*TASK DETAILS*:
Please set down only the lines between the line containing "Would you mind marking the wood look" and the end of the records, inclusive, exactly as they stand.

[Image-grounded pointing data]
--- --- ---
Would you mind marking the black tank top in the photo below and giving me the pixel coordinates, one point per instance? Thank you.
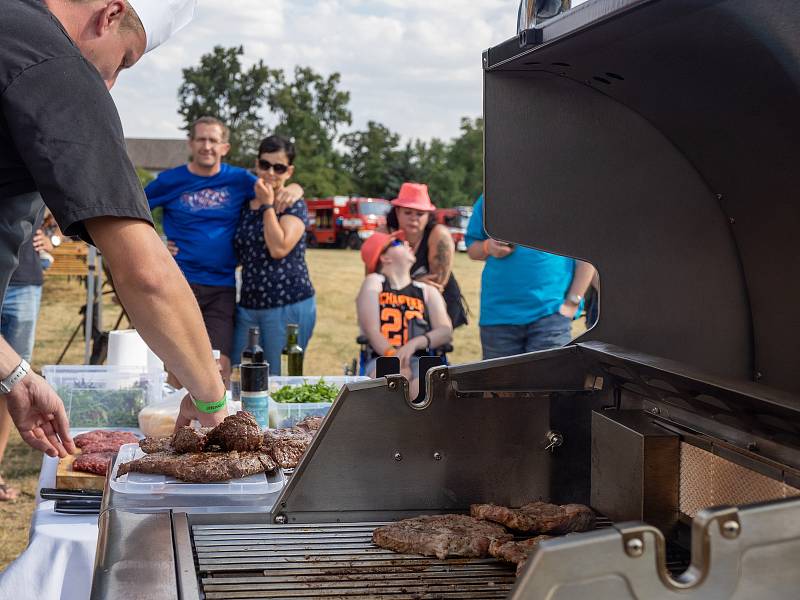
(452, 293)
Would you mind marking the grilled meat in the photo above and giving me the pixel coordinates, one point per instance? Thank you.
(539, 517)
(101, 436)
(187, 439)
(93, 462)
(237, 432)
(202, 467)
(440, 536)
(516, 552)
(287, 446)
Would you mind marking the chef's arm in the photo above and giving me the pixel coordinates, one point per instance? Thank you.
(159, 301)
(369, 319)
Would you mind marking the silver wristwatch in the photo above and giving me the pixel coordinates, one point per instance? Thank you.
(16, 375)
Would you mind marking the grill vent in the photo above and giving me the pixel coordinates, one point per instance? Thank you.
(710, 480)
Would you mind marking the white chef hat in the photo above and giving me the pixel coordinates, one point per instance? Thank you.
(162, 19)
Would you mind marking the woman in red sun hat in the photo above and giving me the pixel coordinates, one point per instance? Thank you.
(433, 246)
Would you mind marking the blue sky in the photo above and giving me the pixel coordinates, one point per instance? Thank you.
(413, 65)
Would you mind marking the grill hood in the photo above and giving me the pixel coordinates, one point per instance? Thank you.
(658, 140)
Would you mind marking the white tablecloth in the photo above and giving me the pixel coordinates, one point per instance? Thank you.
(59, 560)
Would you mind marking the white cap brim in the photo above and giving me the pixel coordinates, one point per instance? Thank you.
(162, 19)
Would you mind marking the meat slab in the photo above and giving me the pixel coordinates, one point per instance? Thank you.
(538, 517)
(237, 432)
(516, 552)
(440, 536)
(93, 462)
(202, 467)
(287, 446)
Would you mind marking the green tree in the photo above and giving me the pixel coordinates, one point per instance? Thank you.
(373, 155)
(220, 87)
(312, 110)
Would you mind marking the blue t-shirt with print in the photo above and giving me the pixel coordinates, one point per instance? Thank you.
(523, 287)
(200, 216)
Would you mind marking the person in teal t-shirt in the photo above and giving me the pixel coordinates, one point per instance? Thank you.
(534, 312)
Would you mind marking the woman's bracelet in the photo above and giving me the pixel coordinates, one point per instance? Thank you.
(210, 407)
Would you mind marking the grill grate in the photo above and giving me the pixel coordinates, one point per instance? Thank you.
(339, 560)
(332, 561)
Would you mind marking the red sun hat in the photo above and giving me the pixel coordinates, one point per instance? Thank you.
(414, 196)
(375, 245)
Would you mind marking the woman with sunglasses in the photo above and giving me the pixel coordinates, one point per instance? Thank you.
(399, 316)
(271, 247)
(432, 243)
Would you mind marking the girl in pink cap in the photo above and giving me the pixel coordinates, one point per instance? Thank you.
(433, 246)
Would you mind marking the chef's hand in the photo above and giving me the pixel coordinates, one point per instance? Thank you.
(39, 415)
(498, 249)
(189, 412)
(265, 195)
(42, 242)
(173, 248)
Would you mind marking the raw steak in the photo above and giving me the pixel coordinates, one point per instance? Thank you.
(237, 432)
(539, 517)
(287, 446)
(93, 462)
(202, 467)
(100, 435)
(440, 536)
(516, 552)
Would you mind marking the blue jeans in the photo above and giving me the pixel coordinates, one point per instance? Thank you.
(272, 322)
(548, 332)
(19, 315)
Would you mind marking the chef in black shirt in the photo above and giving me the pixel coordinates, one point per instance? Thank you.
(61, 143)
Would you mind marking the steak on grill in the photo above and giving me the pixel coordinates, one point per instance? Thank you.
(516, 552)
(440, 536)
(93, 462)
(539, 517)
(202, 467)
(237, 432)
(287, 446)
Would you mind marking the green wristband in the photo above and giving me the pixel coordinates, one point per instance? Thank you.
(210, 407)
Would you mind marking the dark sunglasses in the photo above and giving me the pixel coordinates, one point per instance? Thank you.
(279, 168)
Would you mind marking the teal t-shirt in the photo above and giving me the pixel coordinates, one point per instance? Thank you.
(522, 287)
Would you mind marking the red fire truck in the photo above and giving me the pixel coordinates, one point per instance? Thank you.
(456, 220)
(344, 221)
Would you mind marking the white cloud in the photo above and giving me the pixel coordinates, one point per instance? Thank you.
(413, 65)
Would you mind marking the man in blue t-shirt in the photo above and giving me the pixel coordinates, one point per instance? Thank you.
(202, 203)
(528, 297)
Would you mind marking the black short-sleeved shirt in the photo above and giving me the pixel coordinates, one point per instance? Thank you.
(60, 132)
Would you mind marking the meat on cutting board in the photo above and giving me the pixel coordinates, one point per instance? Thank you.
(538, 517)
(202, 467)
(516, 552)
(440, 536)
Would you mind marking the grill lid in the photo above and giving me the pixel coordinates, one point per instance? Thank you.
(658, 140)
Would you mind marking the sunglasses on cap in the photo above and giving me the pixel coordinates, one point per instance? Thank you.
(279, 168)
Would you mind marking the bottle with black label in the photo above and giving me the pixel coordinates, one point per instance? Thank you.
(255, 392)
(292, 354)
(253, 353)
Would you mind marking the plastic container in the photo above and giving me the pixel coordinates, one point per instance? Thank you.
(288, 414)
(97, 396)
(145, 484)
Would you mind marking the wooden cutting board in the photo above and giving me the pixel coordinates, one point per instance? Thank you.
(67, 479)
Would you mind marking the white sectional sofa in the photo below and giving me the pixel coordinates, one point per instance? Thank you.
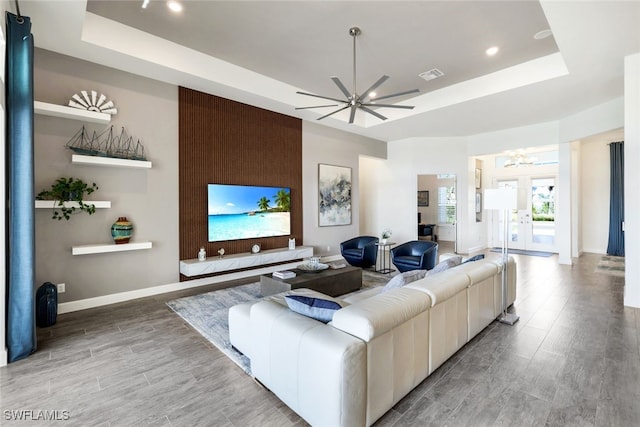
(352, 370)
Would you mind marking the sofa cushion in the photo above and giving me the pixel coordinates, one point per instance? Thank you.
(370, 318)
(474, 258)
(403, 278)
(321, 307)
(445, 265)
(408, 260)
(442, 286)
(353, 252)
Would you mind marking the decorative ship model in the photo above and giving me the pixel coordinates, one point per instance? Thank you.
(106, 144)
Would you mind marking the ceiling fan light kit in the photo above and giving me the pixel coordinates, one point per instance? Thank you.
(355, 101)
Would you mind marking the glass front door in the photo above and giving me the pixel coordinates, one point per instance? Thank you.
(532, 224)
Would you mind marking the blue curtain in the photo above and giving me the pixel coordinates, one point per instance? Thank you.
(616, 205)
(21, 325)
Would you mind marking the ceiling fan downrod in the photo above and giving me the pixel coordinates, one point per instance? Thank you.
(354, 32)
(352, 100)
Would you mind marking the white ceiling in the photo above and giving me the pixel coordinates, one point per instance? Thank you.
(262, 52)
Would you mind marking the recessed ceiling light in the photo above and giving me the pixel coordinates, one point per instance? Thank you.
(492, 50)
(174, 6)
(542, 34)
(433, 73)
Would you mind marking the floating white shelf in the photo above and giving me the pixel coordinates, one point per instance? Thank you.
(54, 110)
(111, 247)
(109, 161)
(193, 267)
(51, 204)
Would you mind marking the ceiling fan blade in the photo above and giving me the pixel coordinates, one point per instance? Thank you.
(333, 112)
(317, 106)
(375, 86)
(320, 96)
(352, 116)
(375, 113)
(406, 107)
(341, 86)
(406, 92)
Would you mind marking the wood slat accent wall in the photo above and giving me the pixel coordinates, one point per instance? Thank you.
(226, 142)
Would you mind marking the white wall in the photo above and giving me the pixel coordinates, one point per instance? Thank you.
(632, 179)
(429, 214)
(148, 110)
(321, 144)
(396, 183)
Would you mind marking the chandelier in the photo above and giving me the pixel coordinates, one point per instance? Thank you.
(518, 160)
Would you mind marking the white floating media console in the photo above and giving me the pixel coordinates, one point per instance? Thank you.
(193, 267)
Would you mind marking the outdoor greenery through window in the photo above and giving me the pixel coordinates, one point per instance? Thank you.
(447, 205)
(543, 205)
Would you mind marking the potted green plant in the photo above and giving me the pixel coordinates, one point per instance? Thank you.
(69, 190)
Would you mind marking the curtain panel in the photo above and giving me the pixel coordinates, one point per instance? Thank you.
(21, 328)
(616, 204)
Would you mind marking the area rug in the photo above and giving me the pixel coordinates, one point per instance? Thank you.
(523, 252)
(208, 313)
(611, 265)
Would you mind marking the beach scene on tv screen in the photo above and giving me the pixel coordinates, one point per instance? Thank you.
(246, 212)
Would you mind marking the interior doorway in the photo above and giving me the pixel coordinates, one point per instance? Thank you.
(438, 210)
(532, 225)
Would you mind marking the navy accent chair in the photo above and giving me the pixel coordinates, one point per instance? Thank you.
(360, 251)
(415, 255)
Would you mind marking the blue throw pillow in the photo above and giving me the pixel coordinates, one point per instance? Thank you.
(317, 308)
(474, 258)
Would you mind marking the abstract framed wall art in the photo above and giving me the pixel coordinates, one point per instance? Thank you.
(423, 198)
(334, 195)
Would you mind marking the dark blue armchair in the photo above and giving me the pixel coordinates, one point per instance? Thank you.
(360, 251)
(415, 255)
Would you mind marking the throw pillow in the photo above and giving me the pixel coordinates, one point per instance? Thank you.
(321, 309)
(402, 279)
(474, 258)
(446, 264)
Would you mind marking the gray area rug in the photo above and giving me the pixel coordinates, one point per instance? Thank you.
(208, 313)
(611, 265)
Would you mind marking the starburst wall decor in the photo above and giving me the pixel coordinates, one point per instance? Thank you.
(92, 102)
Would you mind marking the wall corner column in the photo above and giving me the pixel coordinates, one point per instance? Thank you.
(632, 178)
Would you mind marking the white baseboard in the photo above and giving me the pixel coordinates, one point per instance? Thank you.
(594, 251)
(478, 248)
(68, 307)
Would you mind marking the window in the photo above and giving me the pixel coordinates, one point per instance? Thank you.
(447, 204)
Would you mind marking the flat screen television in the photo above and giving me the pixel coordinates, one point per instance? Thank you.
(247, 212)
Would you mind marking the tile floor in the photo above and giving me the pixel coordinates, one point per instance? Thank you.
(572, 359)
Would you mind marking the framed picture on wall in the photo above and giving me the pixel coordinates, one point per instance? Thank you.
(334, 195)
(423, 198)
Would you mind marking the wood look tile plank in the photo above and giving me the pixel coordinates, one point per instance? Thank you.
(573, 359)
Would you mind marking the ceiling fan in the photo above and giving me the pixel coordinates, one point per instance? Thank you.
--- --- ---
*YOUR SOLUTION*:
Would you mind marking the wood look tile plank in the photo above and giving me the pixel coordinates, one point per instance? Thank you.
(573, 359)
Would you mind marking the ceiling fan in the photo above and giving me the pixel coordinates, one point per instance? Thank you.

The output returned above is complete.